As the weather continues to warm, animal shelters and rescues in the D.C. Metropolitan area are overwhelmed with animals of all species, breeds, ages, and sizes. For instance, in 2010 the Montgomery County Humane Society (MCHS) took in approximately 450 live animals in February, but intake jumped to over 1,000 live animals in July of the same year. So as the animal population grows and the threat of euthanasia becomes more imminent, area shelter and rescues are pleading with area families to consider becoming a foster parent in the hopes of finding these homeless animals permanent, loving families.
“Fostering is one of the most personally rewarding things you can do to help humane societies meet the needs of the most vulnerable animals,” states Lisa LaFontaine, President and CEO of Washington Humane Society. “I have fostered over 120 dogs, cats, kittens and puppies over the years and each and every one has a place in my heart. Simply put, fostering saves lives.”
Every animal welfare organization establishes their own foster program requirements, with varying guidelines on time commitment, medical cost coverage, and required public interactions. There are entire rescue organizations based solely on foster homes, such as Virginia-based Homeward Trails Animal Rescue, who are only able to accept animals into their program if there is a foster home willing to host the dog or cat. "I've been a foster for over five years now and for me it has always been about saving a life,” states Shanie Bartlett, Homeward Trails foster parent. “People ask me all the time how I can bring a dog into my home, love them, treat them like my own, and then let them go. My response is that I am honored to have the opportunity to make a difference and match a homeless dog with their forever home and once I do this, then I have the ability to help save another little soul."

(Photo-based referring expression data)

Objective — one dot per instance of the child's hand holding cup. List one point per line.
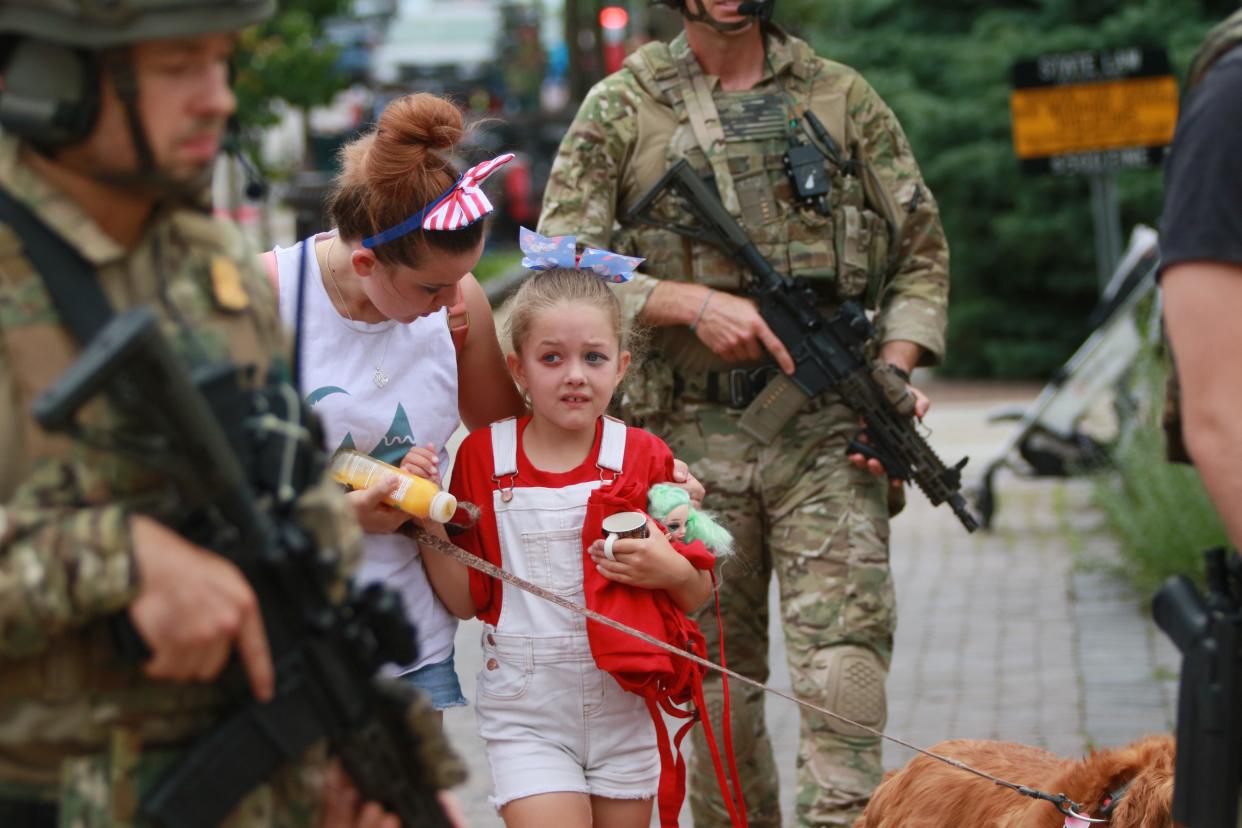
(622, 524)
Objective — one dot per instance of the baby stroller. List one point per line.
(1050, 440)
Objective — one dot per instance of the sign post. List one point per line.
(1094, 113)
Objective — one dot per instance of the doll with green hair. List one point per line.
(671, 505)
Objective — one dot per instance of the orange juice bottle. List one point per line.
(414, 494)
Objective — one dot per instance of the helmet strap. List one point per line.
(147, 176)
(701, 16)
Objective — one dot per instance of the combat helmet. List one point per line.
(50, 55)
(759, 9)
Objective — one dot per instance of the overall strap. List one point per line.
(504, 447)
(504, 456)
(71, 281)
(611, 446)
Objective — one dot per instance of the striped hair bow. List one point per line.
(543, 253)
(460, 205)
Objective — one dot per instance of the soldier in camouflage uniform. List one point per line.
(729, 94)
(112, 116)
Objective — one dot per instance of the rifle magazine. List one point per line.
(773, 409)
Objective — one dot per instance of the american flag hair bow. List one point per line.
(543, 253)
(460, 206)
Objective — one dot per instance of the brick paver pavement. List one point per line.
(1021, 633)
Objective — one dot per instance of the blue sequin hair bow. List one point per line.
(543, 253)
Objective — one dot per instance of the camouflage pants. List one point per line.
(796, 508)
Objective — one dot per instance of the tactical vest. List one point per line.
(1223, 39)
(740, 139)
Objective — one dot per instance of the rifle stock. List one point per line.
(1209, 634)
(829, 353)
(326, 651)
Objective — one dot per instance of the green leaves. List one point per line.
(287, 60)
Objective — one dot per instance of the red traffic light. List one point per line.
(614, 18)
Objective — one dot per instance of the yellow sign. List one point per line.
(1092, 117)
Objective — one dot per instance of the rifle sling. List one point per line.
(72, 282)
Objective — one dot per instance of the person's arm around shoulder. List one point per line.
(1202, 302)
(485, 390)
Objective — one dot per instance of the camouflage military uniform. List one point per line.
(796, 505)
(77, 725)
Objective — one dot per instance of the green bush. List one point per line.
(1022, 247)
(1158, 510)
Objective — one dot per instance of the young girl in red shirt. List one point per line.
(568, 746)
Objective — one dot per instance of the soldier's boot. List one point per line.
(840, 765)
(756, 769)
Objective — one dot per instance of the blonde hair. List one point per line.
(545, 289)
(395, 170)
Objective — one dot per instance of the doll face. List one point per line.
(676, 523)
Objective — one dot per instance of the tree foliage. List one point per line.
(1024, 270)
(286, 60)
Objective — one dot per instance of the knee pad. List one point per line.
(855, 688)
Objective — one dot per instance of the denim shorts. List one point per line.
(440, 682)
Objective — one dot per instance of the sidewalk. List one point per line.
(1020, 633)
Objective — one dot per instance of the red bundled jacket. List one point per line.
(663, 679)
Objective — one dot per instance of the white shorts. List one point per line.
(555, 723)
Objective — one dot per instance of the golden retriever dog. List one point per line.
(928, 793)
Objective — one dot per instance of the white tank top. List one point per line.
(417, 406)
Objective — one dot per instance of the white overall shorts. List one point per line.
(552, 719)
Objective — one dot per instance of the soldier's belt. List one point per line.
(735, 387)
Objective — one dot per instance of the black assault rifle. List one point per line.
(1209, 633)
(326, 647)
(829, 353)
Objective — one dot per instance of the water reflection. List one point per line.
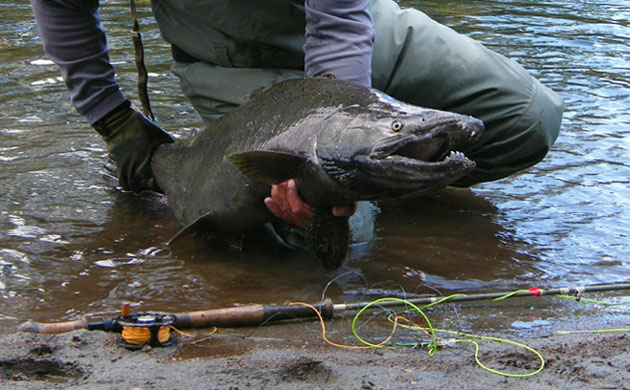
(69, 244)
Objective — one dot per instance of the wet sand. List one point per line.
(233, 359)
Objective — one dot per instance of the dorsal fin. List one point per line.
(269, 167)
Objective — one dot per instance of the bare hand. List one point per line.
(286, 204)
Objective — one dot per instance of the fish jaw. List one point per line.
(422, 158)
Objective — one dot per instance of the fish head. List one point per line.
(395, 150)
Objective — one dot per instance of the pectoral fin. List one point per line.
(269, 167)
(329, 237)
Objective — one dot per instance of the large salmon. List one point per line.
(341, 142)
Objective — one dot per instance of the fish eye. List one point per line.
(397, 125)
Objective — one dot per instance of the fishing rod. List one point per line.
(256, 315)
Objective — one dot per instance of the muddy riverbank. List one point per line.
(94, 360)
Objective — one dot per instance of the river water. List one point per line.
(70, 244)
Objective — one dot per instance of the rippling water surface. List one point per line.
(69, 244)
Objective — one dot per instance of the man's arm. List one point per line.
(339, 40)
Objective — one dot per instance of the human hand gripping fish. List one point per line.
(286, 204)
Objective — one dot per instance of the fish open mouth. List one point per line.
(409, 163)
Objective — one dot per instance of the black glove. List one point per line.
(131, 140)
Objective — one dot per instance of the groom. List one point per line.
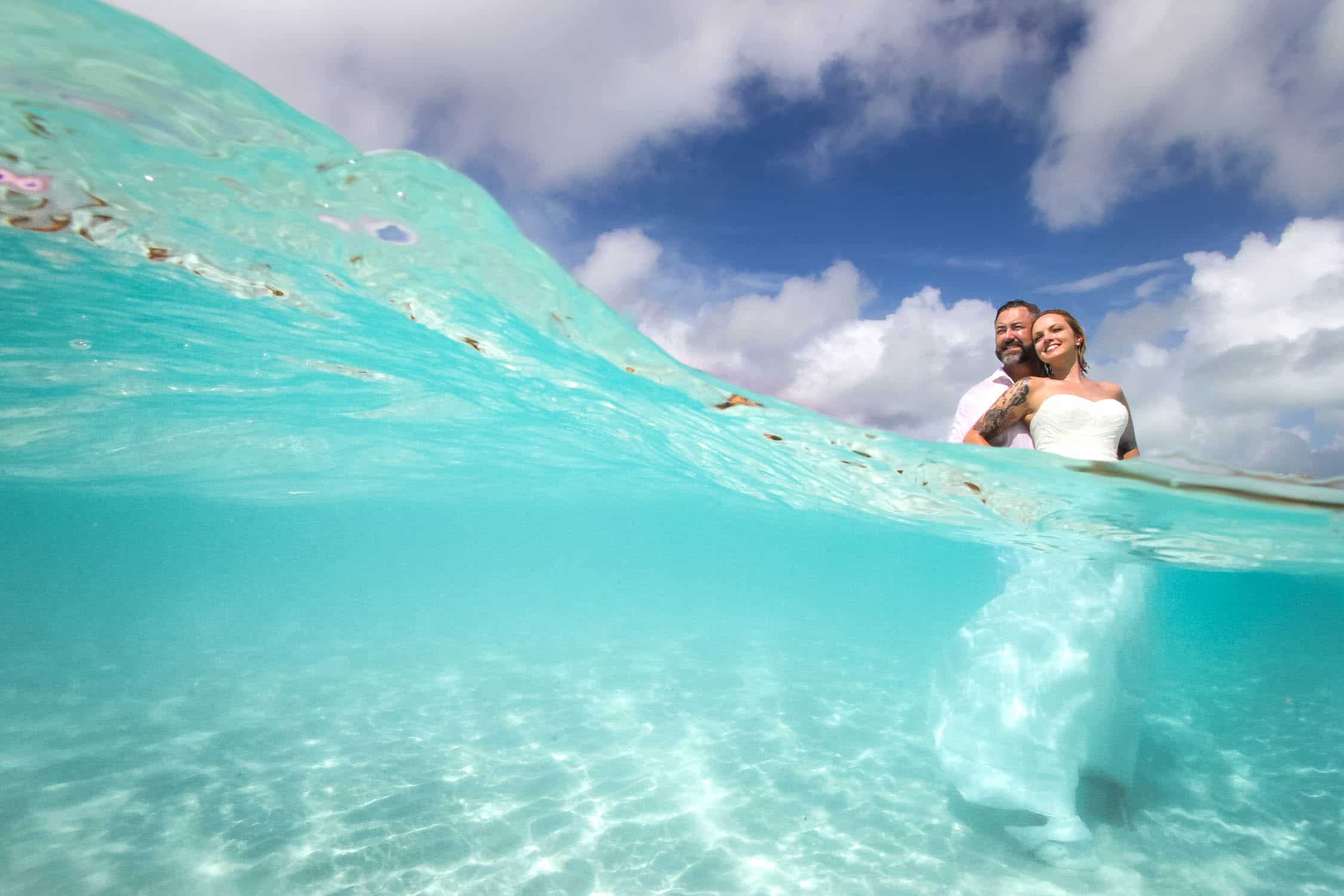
(1012, 346)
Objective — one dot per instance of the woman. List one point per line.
(1090, 419)
(1045, 686)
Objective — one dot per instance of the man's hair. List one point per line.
(1018, 303)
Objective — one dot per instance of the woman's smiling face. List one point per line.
(1053, 337)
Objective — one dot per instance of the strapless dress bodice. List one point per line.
(1077, 428)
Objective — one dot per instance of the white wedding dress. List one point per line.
(1046, 683)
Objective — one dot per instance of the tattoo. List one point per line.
(1004, 412)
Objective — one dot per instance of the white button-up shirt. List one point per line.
(977, 401)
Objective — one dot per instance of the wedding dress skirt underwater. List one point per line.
(1044, 686)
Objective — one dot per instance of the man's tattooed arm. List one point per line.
(1009, 409)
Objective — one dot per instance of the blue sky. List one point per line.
(824, 202)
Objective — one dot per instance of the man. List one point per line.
(1012, 347)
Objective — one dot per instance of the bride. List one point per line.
(1045, 686)
(1092, 419)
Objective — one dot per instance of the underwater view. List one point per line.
(351, 547)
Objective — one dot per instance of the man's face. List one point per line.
(1012, 336)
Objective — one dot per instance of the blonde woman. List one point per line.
(1066, 412)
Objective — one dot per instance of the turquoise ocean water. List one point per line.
(350, 547)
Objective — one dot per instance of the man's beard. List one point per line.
(1024, 355)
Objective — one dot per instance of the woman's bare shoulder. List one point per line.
(1110, 390)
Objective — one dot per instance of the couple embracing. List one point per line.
(1039, 699)
(1041, 397)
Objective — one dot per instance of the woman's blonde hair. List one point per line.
(1078, 332)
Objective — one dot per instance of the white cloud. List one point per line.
(807, 342)
(620, 263)
(1163, 89)
(1106, 278)
(1254, 343)
(1249, 339)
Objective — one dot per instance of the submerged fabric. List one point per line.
(1044, 684)
(350, 547)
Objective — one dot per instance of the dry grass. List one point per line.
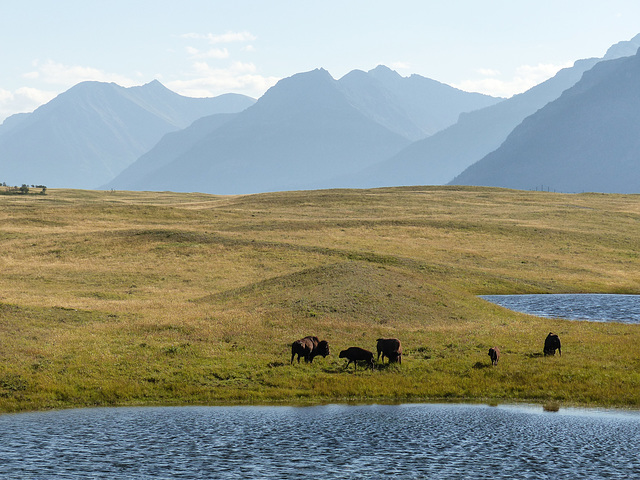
(111, 298)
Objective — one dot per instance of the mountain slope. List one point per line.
(586, 140)
(88, 134)
(300, 133)
(415, 106)
(438, 159)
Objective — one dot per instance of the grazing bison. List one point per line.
(551, 343)
(356, 354)
(309, 347)
(494, 354)
(390, 348)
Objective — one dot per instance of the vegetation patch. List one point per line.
(138, 298)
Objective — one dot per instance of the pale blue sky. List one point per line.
(210, 47)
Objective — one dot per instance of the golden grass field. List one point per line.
(140, 298)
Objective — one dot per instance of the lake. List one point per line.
(328, 442)
(591, 307)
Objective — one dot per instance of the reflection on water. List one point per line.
(405, 442)
(592, 307)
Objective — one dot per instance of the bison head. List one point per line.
(323, 348)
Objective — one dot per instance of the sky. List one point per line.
(210, 47)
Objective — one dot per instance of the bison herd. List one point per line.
(310, 347)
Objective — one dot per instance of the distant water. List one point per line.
(328, 442)
(592, 307)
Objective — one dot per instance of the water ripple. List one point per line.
(406, 442)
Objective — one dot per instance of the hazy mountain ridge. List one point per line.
(439, 158)
(88, 134)
(586, 140)
(299, 132)
(302, 133)
(413, 106)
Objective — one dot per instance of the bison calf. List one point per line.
(357, 354)
(494, 354)
(551, 344)
(390, 348)
(308, 348)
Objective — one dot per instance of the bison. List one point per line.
(356, 354)
(494, 354)
(551, 344)
(390, 348)
(309, 347)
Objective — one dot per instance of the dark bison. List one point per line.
(390, 348)
(551, 344)
(494, 354)
(309, 347)
(357, 354)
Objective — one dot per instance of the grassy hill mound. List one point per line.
(133, 298)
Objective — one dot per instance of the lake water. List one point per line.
(328, 442)
(592, 307)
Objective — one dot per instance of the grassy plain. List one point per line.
(138, 298)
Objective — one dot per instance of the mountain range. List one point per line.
(301, 134)
(586, 140)
(437, 159)
(366, 129)
(91, 132)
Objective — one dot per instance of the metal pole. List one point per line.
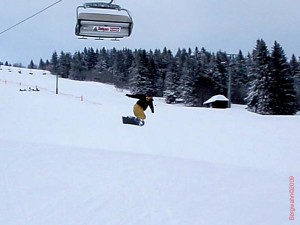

> **Exercise directions**
Write the next part of the article on fostering shelter animals in the D.C. area, picking up after its final sentence.

> **Response below**
For rescue groups fortunate enough to have brick-and-mortar facilities where they can host dogs and cats until adoptions, foster homes still provide a valued resource beyond providing more space. “For animals that don't show well at the adoption events, fostering offers the opportunity to blossom in a home environment,” explains Marcia Tiersky, president of the Board of Directors for the Lost Dog and Cat Rescue Foundation (LDCRF). “We have many dogs that had been with the rescue for months, and after a few weeks in a loving foster home, showed their true wonderful personalities which helped them find a forever home.”
Beyond rescue groups, open-admission public animal shelters typically host a foster program of their own. For instance, the Animal Welfare League of Alexandria (AWLA) sends approximately 150 animals into foster care each year, usually focusing on neonatal animals or animals needing specific medical attention. Diann Hohenthaner, Foster Program Coordinator for AWLA, explains that “with the help from our foster caregivers, our most vulnerable animals receive the extra care and attention that they require."
MCHS foster parent Aleksandra Gajdeczka focuses her fostering on dogs with simple behavioral issues. “Some dogs are a real diamond in the rough -- too rough to be appreciated in a shelter setting. With the right care, training, and love in a foster home, those animals can really learn to shine. Our first foster, Lollie, transitioned from an under-loved, under-fed, under-trained stray dog found in a dumpster to a gorgeous and perfectly-mannered celebrity house pet in the few months she lived with us. Without a foster home, she may not have ever had the chance."
Foster parents not only provide a safe haven for an animal risking euthanasia, but also help match an animal with the perfect adoptive home. “Our foster system allows volunteers to provide our orphans with a home environment in order to evaluate their habits and behaviors,” explains Kristen from Mid Atlantic Great Dane Rescue. “Since foster volunteers get to know their orphan dog ‘up close and personal’, they offer a potential adopter more information about the dog which helps MAGDRL make a better match between the dog and their adoptive family.”
While foster care offers obvious benefits to homeless animals in need, the benefits to foster parents are just as numerous. Many people use fostering as a way to test their compatibility with bringing a new animal into their home. “Fostering is beneficial for both the foster parent and the cat... It only allows you to experience the joys of caring for a cat temporarily,” states Francine Pivinski of the Animal Welfare League of Montgomery County.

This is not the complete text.